» Brief
Below is a set of entries. Reproduce exactly the lines from the one containing "Screenshot QA — Where is the grass" through the end, both included.

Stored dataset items
— begin —

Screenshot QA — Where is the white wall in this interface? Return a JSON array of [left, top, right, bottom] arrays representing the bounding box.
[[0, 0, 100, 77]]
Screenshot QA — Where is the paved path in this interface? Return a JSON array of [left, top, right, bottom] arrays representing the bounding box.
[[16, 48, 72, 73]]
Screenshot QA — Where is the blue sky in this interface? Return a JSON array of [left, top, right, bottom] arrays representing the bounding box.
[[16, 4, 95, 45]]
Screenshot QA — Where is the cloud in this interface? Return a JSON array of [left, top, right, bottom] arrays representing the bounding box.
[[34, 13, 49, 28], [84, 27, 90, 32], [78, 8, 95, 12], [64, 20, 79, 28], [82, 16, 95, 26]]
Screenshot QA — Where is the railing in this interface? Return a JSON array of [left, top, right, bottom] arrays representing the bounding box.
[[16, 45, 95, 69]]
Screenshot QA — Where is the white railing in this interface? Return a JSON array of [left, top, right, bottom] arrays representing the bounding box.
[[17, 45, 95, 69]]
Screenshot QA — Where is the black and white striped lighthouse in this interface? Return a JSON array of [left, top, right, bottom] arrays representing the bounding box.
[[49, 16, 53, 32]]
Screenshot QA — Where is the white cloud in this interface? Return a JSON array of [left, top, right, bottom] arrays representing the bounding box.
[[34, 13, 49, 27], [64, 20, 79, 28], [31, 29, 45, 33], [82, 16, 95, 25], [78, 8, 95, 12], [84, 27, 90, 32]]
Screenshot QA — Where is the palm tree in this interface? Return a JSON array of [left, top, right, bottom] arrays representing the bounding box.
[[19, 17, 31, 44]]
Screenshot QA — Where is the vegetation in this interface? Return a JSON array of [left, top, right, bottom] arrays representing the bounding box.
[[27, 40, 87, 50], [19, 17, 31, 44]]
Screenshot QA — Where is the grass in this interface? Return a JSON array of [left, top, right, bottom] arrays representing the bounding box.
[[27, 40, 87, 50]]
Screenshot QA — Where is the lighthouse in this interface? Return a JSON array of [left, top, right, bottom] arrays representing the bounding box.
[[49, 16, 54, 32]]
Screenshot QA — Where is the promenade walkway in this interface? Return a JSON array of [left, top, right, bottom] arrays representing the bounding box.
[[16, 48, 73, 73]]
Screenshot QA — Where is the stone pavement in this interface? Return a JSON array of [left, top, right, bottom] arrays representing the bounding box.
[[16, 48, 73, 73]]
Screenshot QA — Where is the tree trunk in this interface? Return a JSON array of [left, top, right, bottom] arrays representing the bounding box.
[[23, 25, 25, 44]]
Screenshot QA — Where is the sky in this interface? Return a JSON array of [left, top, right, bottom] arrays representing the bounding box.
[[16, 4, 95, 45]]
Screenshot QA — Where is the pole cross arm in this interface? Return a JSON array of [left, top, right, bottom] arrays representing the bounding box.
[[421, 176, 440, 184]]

— end —

» Written answer
Screenshot QA — Where is the grass in this interface? Return a JSON array of [left, top, right, bottom] arrays representing the bounding box.
[[27, 40, 87, 50]]
Screenshot QA — Where is the lighthouse in this interface? Return a JSON array of [left, top, right, bottom] arrays representing the bounding box.
[[49, 16, 54, 32]]
Screenshot QA — Where is the promenade walkway in this interface? Return a JSON array of [left, top, right, bottom] arrays representing the bounding box.
[[16, 48, 73, 73]]
Screenshot QA — Where is the stone pavement in this interface? Return a JSON array of [left, top, right, bottom] arrays representing the bounding box.
[[16, 48, 73, 73]]
Screenshot QA — Where is the tree trunk in this interface? Return a JSON array of [left, top, right, bottom] arrays representing the bounding box.
[[23, 25, 25, 44]]
Screenshot QA — Where is the sky in this interface? Return a JSON array of [left, top, right, bottom] arrays representing the bounding box.
[[16, 4, 95, 45]]
Screenshot QA — Where is the pole cross arm in this interface? Return a JSON array of [left, top, right, bottom] arrays representing the bounding box.
[[421, 176, 440, 184]]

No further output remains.